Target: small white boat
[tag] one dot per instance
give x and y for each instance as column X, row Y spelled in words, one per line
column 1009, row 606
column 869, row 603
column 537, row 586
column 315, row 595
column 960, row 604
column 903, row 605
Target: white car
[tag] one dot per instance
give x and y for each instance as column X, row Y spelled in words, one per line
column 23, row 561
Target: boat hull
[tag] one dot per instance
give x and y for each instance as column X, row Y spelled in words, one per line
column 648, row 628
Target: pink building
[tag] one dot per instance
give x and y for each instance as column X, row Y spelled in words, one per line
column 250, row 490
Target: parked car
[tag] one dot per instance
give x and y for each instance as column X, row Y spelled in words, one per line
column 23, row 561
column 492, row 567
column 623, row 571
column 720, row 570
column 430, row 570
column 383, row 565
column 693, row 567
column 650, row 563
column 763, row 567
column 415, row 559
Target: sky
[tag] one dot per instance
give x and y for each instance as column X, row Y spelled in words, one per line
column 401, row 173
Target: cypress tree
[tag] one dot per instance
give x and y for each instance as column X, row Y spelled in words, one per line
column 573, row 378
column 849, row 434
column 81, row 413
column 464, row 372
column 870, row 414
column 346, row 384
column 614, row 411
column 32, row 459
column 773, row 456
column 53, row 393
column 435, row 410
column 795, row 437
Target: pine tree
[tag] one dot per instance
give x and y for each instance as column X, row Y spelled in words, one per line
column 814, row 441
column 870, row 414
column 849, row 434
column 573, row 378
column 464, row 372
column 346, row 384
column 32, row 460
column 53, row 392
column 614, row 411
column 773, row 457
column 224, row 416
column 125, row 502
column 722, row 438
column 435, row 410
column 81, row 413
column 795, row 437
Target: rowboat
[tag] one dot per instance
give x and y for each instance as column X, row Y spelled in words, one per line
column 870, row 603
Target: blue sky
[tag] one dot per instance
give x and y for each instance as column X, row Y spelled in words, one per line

###

▶ [What to do]
Rewrite all of the items above as a single numbered list with one line per number, leaving out any blank lines.

▶ [Worked solution]
1. Target: small white boat
2. [tag] one dot per instance
3. give x and y for each instance as column X, row Y spelled in words, one per line
4. column 1009, row 606
5. column 869, row 603
6. column 537, row 586
7. column 315, row 595
8. column 960, row 604
9. column 903, row 605
10. Target: white car
11. [tag] one dot per instance
12. give x and y for each instance as column X, row Y spelled in words, one per line
13. column 23, row 561
14. Target: boat hull
15. [tag] one dot per instance
16. give x and y for each instance as column X, row Y spelled in words, one per line
17. column 648, row 628
18. Target: pink building
19. [tag] one dot per instance
20. give x and y for each instance as column X, row Y spelled in words, one per line
21. column 250, row 490
22. Target: parked car
23. [tag] one dot per instance
24. give x and y for each instance as column X, row Y spelled in words, one per line
25. column 23, row 561
26. column 492, row 567
27. column 623, row 571
28. column 720, row 570
29. column 430, row 570
30. column 383, row 565
31. column 693, row 567
32. column 650, row 563
33. column 763, row 567
34. column 415, row 559
35. Target: sky
36. [tag] one dot per instance
37. give x and y for each instance as column X, row Y spelled in words, one per line
38. column 401, row 173
39. Target: cypress tree
40. [tag] one dot per instance
41. give x and y for each instance as column X, row Y spelled in words, one per line
42. column 573, row 378
43. column 849, row 434
44. column 81, row 413
45. column 464, row 372
46. column 870, row 414
47. column 346, row 384
48. column 614, row 411
49. column 32, row 459
50. column 773, row 456
51. column 53, row 393
52. column 435, row 410
53. column 795, row 437
54. Target: pine tree
55. [tag] one dot per instance
56. give x and y for each instance as column X, row Y spelled in words, one per line
57. column 814, row 441
58. column 870, row 414
59. column 849, row 434
60. column 573, row 378
61. column 464, row 372
62. column 346, row 384
63. column 32, row 460
64. column 53, row 392
65. column 614, row 411
66. column 773, row 457
67. column 224, row 416
68. column 125, row 502
69. column 722, row 438
70. column 435, row 410
71. column 81, row 413
72. column 795, row 437
73. Target: rowboat
74. [tag] one dot per instance
75. give x and y for each instance as column X, row Y spelled in words, one per line
76. column 870, row 603
77. Target: blue sky
78. [tag] one dot per instance
79. give x and y for each instance as column X, row Y spelled in words, one per line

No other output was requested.